__GIVEN REQUEST__
Express the lines from the one containing "stone column, find" through the end of the lines as a JSON list of strings, one per line, omitting blank lines and leaving the pictures out.

Start of RECORDS TO USE

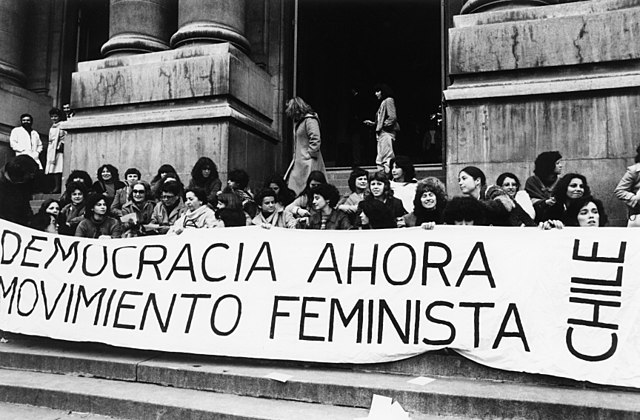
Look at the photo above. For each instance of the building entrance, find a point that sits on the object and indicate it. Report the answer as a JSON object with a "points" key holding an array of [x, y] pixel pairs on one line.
{"points": [[345, 47]]}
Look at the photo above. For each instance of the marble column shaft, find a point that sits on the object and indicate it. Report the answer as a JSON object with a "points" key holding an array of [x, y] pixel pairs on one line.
{"points": [[139, 26], [13, 32]]}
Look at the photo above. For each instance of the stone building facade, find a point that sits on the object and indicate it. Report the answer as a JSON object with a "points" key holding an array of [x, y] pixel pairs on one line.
{"points": [[173, 80]]}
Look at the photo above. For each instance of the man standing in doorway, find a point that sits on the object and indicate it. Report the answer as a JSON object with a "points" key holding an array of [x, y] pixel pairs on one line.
{"points": [[386, 125], [24, 140]]}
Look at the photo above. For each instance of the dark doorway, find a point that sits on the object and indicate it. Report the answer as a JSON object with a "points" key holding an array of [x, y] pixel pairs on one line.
{"points": [[351, 45]]}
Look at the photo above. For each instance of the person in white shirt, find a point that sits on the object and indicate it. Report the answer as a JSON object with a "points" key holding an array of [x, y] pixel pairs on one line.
{"points": [[24, 140]]}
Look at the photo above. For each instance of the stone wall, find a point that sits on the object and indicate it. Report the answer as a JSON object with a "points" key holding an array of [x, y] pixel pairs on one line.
{"points": [[559, 77]]}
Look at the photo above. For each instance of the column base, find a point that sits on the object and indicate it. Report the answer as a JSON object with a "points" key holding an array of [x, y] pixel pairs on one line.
{"points": [[207, 33], [128, 44]]}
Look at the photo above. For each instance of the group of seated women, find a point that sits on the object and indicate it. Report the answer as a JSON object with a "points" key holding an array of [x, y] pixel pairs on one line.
{"points": [[112, 208]]}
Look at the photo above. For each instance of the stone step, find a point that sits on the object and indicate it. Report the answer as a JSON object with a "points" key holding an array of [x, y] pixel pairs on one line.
{"points": [[148, 401], [307, 384], [29, 412]]}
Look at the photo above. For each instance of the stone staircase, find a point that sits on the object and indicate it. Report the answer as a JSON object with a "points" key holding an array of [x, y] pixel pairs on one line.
{"points": [[131, 384]]}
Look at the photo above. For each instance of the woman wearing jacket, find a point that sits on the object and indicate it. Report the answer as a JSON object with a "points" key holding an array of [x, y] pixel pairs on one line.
{"points": [[386, 125], [97, 222], [198, 214], [628, 191], [306, 156], [429, 203], [141, 204], [108, 183]]}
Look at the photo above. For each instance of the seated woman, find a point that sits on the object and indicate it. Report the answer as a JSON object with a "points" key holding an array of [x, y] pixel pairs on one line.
{"points": [[73, 213], [498, 206], [230, 212], [325, 198], [131, 176], [568, 189], [403, 182], [141, 205], [163, 172], [373, 214], [302, 207], [586, 211], [358, 184], [284, 194], [428, 204], [205, 175], [380, 188], [198, 214], [77, 175], [108, 182], [46, 219], [465, 211], [270, 212], [168, 210], [510, 184], [539, 186], [97, 223], [238, 183]]}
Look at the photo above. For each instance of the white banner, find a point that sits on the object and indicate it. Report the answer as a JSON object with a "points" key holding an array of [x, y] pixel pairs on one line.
{"points": [[562, 302]]}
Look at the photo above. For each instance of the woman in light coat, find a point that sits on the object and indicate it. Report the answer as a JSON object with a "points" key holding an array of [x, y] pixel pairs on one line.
{"points": [[628, 191], [306, 156]]}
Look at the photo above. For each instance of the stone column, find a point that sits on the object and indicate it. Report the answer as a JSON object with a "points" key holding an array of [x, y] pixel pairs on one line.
{"points": [[139, 26], [13, 31], [478, 6], [209, 22]]}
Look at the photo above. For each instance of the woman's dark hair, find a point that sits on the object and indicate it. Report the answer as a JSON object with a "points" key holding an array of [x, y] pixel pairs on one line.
{"points": [[297, 108], [173, 187], [560, 189], [91, 201], [56, 111], [356, 173], [464, 208], [380, 215], [147, 190], [75, 186], [200, 194], [506, 175], [574, 210], [230, 200], [434, 185], [46, 204], [114, 173], [78, 173], [285, 195], [266, 192], [164, 169], [132, 171], [386, 91], [404, 163], [201, 164], [475, 173], [382, 177], [545, 166], [317, 176], [240, 177], [328, 192]]}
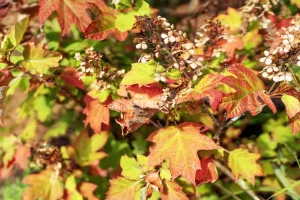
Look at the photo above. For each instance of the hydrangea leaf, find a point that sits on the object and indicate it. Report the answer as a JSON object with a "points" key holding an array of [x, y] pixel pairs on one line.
{"points": [[70, 186], [206, 88], [295, 123], [68, 12], [130, 168], [180, 144], [13, 39], [249, 96], [292, 105], [104, 24], [244, 163], [172, 191], [85, 150], [208, 173], [45, 185], [122, 188], [233, 19], [141, 74], [97, 115], [37, 59], [87, 190], [125, 21]]}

End of RECORDS TO USE

__FINISHED EXERCISE__
[
  "Look at the photo above. For each instance of the stone column, find a point that sits on the object and indicate it. Report the answer as a JSON object with a \"points\" key holding an array of [x, y] pixel pairs on one line.",
  "{\"points\": [[139, 26], [13, 31], [478, 6], [209, 22]]}",
  "Look at the photo above. For each instance of the woman's dark hair, find a point that sits on the object and indicate it. Report the answer as a JSON object with a \"points\" key holding an array of [x, y] pixel pairs on one line.",
  "{\"points\": [[297, 108], [173, 187], [560, 189], [91, 201], [56, 111], [356, 173], [464, 208], [380, 215], [147, 190], [75, 186], [200, 194], [506, 175], [574, 210], [230, 200], [434, 185], [46, 204], [114, 173], [78, 173], [285, 195], [266, 192], [164, 169], [132, 171], [386, 91], [404, 163], [201, 164], [475, 173], [382, 177], [545, 166], [317, 176], [240, 177], [328, 192]]}",
  "Look at the photo above. For each instance of the hydrangea leaf, find a point that sits on the object and indicate it. Report the answer as a JSON object with a \"points\" key holding an array of [x, y] pixel pairs on one line.",
  "{\"points\": [[70, 186], [206, 88], [295, 123], [68, 12], [130, 168], [180, 144], [13, 39], [249, 96], [292, 105], [104, 24], [244, 163], [172, 191], [85, 150], [208, 173], [45, 185], [122, 188], [233, 19], [141, 74], [97, 115], [37, 59], [87, 190], [125, 21]]}"
]